== Page text ==
W2 = tf.Variable(tf.truncated_normal([200, 10], stddev=0.1))
B2 = tf.Variable(tf.zeros([10]))
The shape of the weights matrix for a layer is [N, M] where N is the number of inputs and M of outputs for the layer. In the code above, we use 200 neurons in the intermediate layer and still 10 neurons in the last layer.




And now change your 1-layer model into a 2-layer model:
XX = tf.reshape(X, [-1, 28*28])

Y1 = tf.nn.sigmoid(tf.matmul(XX, W1) + B1)
Y  = tf.nn.softmax(tf.matmul(Y1, W2) + B2)
That's it. You should now be able to push your network above 97% accuracy with 2 intermediate layer with for example 200 and 100 neurons.


8. Lab: special care for deep networks


As layers were added, neural networks tended to converge with more difficulties. But we know today how to make them behave. Here are a couple of 1-line updates that will help if you see an accuracy curve like this:

Relu activation function

The sigmoid activation function is actually quite problematic in deep networks. It squashes all values between 0 and 1 and when you do so repeatedly, neuron outputs and their gradients can vanish entirely. It was mentioned for historical reasons but modern networks use the RELU (Rectified Linear Unit) which looks like this:






A better optimizer

In very high dimensional spaces like here - we have in the order of 10K weights and biases - "saddle points" are frequent. These are points that are not local minima but where the gradient is nevertheless zero and the gradient descent optimizer stays stuck there. TensorFlow has a full array of available optimizers, including some that work with an amount of inertia and will safely sail past saddle points.





Random initialisations

Accuracy still stuck at 0.1 ? Have you initialised your weights with random values ? For biases, when working with RELUs, the best practice is to initialise them to small positive values so that neurons operate in the non-zero range of the RELU initially.
W = tf.Variable(tf.truncated_normal([K, L] ,stddev=0.1))
B = tf.Variable(tf.ones([L])/10)





NaN ???


If you see your accuracy curve crashing and the console outputting NaN for the cross-entropy, don't panic, you are attempting to compute a log(0), which is indeed Not A Number (NaN). Remember that the cross-entropy involves a log, computed on the output of the softmax layer. Since softmax is essentially an exponential, which is never zero, we should be fine but with 32 bit precision floating-point operations, exp(-100) is already a genuine zero.
Fortunately, TensorFlow has a handy function that computes the softmax and the cross-entropy in a single step, implemented in a numerically stable way. To use it, you will need to isolate the raw weighted sum plus bias on your last layer, before softmax is applied ("logits" in neural network jargon).
If the last line of your model was:
Y = tf.nn.softmax(tf.matmul(Y4, W5) + B5)
You need to replace it with:
Ylogits = tf.matmul(Y4, W5) + B5
Y = tf.nn.softmax(Ylogits)
===
◆ **Instructions**
1. Answer these questions using the TensorFlow tutorial text.
(a) What do N and M stand for in the shape [N, M] of a layer's weights matrix?
(b) What does the text give as the best practice for initializing biases when working with RELUs?
(c) In 32-bit floating-point precision, what value does the text say is already a genuine zero?
2. Extend the TensorFlow tutorial text, picking up after its final line of code.
== Information supplied ==
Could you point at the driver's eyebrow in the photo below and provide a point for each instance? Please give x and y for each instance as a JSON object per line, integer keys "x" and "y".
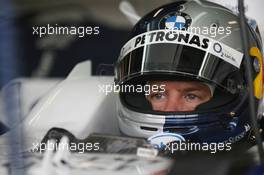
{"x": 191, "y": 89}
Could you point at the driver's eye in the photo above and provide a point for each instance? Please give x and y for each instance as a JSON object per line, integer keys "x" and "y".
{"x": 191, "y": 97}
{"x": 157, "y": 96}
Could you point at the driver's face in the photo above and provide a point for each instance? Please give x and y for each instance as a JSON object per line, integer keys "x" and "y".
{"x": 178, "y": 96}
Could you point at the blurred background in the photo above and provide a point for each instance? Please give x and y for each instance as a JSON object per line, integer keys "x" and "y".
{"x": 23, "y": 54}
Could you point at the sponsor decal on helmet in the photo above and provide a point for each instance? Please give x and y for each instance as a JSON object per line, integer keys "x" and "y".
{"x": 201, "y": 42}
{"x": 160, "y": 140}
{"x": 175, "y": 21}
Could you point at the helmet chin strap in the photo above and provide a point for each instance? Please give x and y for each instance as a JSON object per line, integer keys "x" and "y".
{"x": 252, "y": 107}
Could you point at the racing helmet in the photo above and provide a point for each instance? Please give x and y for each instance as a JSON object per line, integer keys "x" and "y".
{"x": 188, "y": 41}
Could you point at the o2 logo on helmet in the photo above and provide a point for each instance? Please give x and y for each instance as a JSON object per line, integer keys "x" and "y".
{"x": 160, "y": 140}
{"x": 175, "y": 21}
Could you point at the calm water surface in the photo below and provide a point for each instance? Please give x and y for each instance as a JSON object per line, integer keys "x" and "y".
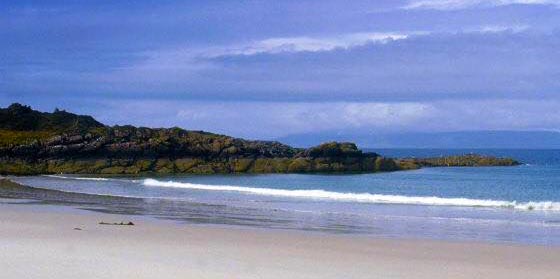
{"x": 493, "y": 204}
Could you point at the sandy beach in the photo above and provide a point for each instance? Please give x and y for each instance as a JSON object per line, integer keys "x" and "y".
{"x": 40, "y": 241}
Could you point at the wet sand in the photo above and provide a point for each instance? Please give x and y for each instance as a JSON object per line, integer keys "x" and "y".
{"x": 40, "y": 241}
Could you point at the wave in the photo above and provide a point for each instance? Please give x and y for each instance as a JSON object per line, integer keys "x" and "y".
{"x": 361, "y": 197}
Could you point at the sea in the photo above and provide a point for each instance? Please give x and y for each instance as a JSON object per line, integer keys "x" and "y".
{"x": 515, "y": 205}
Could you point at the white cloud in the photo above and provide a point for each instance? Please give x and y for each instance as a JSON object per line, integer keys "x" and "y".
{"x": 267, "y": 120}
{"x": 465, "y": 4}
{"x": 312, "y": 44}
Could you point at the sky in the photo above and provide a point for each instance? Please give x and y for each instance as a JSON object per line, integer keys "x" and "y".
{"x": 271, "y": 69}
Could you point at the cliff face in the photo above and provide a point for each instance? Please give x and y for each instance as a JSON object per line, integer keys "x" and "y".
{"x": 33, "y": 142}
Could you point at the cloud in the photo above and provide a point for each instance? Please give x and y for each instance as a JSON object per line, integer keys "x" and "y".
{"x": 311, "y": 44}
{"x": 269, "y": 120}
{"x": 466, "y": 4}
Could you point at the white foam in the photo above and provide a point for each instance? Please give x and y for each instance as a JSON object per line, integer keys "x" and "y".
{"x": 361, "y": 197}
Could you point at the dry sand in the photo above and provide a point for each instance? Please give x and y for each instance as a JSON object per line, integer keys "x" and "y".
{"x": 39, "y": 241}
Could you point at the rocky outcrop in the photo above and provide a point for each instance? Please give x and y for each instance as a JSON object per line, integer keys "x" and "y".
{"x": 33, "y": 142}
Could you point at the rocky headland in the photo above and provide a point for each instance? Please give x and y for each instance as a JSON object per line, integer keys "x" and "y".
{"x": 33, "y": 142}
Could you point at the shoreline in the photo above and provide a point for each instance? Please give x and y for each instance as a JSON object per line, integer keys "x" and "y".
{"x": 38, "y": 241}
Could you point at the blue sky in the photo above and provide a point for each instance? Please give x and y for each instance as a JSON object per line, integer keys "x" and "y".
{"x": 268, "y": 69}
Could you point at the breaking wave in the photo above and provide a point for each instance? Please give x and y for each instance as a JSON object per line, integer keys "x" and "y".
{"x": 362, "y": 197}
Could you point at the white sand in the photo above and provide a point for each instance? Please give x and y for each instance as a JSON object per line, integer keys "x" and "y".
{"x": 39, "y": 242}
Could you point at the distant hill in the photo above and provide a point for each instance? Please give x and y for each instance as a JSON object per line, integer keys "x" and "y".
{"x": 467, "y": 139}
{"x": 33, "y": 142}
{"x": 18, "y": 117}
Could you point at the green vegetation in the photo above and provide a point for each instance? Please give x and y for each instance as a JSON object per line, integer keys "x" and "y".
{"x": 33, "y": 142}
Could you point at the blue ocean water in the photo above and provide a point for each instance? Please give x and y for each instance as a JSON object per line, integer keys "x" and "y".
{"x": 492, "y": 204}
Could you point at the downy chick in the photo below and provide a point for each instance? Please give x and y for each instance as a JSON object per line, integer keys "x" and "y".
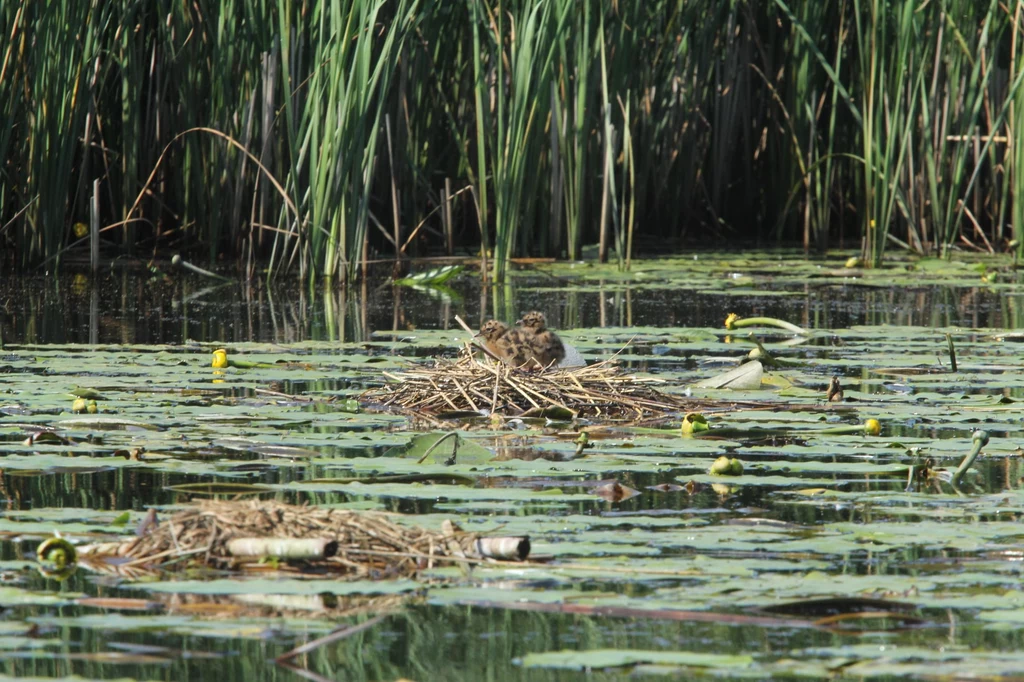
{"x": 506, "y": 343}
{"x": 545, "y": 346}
===
== Information supplied ==
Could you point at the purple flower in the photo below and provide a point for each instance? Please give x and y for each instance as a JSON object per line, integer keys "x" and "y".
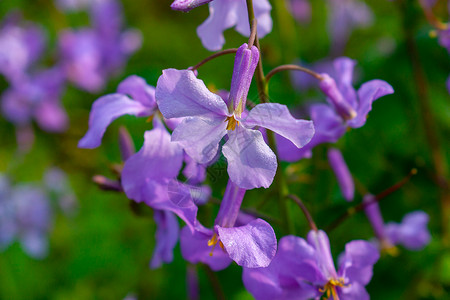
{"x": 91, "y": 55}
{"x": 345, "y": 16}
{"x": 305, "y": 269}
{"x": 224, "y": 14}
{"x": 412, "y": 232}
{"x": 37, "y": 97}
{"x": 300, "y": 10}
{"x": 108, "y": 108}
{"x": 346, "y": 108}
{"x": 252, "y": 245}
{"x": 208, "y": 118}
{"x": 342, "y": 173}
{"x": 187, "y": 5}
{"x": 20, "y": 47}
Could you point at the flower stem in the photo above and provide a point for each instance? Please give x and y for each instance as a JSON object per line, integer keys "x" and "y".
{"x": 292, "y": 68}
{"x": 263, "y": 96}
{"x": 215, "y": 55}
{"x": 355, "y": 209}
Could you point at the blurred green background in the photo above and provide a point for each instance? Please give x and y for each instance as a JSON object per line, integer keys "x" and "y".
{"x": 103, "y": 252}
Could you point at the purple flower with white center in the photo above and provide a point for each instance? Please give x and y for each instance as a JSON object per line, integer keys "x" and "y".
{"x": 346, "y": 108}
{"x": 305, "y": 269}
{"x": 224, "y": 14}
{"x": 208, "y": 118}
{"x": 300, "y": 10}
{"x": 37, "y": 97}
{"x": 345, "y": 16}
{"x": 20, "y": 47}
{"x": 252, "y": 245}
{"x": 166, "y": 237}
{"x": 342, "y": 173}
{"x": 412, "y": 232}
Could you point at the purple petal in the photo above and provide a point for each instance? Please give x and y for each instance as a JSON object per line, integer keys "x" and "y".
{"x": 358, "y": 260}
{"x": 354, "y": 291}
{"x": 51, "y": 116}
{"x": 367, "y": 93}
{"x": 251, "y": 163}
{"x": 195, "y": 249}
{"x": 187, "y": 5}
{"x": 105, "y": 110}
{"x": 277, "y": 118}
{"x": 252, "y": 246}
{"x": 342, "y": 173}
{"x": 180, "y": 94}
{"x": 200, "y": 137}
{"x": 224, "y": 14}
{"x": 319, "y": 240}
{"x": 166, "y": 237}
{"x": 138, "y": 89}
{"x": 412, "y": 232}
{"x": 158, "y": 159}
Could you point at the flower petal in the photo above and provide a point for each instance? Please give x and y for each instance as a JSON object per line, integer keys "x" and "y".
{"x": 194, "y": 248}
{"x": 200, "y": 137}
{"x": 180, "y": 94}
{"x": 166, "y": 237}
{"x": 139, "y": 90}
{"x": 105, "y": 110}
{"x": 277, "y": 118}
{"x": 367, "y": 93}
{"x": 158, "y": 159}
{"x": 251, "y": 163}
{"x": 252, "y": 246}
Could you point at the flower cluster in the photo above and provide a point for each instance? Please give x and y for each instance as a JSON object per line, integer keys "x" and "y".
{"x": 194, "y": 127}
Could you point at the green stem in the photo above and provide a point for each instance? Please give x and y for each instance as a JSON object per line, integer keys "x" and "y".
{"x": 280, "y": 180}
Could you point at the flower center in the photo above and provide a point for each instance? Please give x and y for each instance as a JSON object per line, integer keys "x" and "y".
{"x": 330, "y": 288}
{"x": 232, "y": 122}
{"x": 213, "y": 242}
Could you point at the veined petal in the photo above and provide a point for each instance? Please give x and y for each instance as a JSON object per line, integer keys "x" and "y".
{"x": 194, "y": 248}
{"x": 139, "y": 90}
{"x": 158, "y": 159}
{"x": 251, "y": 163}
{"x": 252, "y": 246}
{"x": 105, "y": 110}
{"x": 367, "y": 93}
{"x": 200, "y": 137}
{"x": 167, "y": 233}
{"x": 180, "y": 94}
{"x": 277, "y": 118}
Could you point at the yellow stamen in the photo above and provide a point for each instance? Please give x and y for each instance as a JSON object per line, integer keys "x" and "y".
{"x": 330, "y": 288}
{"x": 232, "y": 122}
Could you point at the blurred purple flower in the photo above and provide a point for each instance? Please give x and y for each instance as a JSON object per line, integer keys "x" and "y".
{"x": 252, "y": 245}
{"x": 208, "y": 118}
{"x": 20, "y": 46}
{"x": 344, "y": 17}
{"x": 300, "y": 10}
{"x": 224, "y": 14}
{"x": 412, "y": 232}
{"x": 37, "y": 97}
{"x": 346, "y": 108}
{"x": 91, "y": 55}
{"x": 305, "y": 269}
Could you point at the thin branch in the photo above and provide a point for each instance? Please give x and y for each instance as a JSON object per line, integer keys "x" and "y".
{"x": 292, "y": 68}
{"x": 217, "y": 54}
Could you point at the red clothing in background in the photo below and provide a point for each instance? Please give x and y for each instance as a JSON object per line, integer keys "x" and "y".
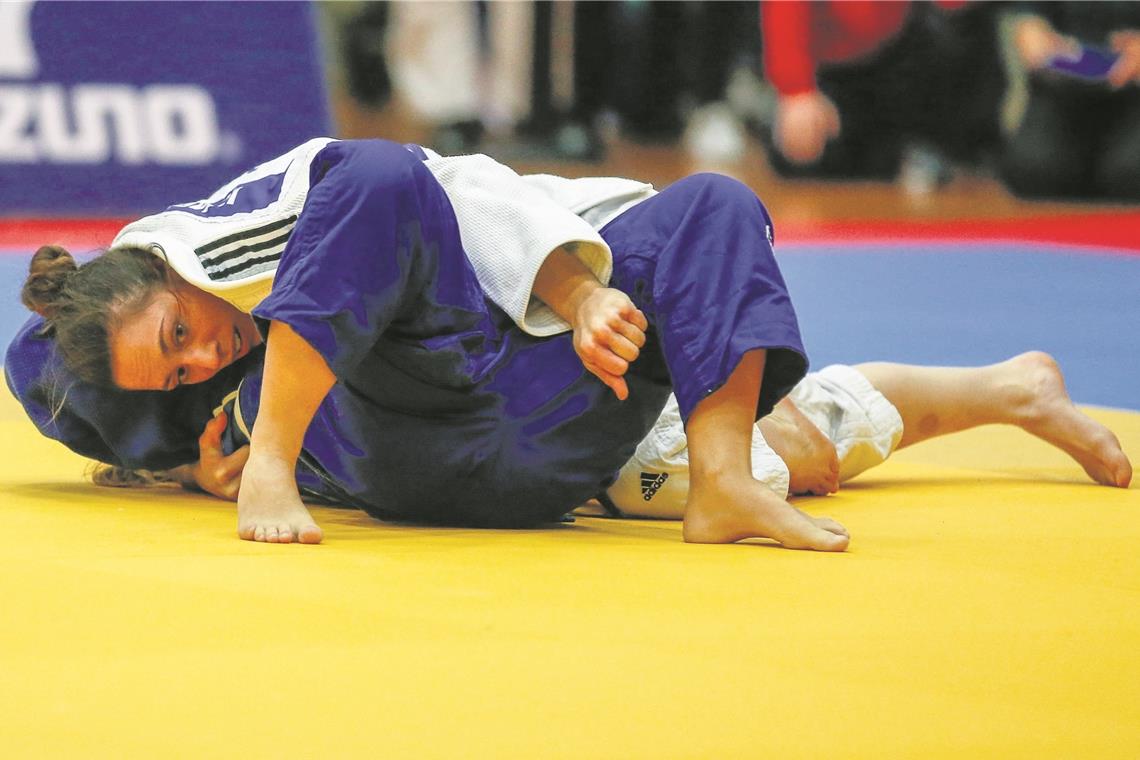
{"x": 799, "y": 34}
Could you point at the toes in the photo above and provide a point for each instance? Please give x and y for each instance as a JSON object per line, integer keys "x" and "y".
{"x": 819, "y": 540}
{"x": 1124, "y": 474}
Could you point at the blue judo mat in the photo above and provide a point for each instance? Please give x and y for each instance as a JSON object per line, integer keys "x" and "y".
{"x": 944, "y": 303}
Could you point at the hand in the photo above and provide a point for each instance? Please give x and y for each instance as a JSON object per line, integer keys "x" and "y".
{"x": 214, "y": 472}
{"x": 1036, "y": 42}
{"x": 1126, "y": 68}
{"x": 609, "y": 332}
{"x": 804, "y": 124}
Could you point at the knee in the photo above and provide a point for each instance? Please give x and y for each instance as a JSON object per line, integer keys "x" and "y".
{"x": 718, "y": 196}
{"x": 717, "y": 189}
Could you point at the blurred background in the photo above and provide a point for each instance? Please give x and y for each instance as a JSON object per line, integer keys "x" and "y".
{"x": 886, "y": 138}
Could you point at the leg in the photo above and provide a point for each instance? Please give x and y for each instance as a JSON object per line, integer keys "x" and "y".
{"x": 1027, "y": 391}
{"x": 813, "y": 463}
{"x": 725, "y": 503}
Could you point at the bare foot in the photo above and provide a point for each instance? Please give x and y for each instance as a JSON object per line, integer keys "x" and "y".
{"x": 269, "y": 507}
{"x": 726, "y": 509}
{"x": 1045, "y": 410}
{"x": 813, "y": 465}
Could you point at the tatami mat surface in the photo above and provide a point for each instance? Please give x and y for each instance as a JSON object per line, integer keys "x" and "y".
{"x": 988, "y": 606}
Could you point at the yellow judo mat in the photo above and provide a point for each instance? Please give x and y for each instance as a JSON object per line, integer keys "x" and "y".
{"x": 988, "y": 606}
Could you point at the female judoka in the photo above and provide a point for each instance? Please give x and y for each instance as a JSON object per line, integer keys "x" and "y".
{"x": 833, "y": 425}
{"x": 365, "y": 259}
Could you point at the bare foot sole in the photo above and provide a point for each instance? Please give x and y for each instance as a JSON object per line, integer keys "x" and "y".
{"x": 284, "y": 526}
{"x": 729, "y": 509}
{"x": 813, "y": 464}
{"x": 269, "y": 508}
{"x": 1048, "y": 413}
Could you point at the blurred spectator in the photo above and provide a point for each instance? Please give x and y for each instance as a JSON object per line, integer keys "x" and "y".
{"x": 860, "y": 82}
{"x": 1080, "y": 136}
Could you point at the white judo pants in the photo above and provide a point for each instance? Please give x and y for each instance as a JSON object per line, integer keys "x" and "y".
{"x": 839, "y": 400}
===
◆ **Responses for each task**
1.
(a) N is the number of inputs and M is the number of outputs for the layer.
(b) Initialize them to small positive values so that neurons initially operate in the non-zero range of the RELU.
(c) exp(-100).

2.
And now you can compute your cross-entropy in a safe way:
cross_entropy = tf.nn.softmax_cross_entropy_with_logits(Ylogits, Y_)
Also add this line to bring the test and training cross-entropy to the same scale for display:
cross_entropy = tf.reduce_mean(cross_entropy)*100




You are now ready to go deep.


9. Lab: learning rate decay


With two, three or four intermediate layers, you can now get close to 98% accuracy, if you push the iterations to 5000 or beyond. But you will see that results are not very consistent.

These curves are really noisy and look at the test accuracy: it's jumping up and down by a whole percent. This means that even with a learning rate of 0.003, we are going too fast. But we cannot just divide the learning rate by ten or the training would take forever. The good solution is to start fast and decay the learning rate exponentially to 0.0001 for example.
The impact of this little change is spectacular. You see that most of the noise is gone and the test accuracy is now above 98% in a sustained way.

Look also at the training accuracy curve. It is now reaching 100% across several epochs (1 epoch = 500 iterations = trained on all training images once). For the first time, we are able to learn to recognise the training images perfectly.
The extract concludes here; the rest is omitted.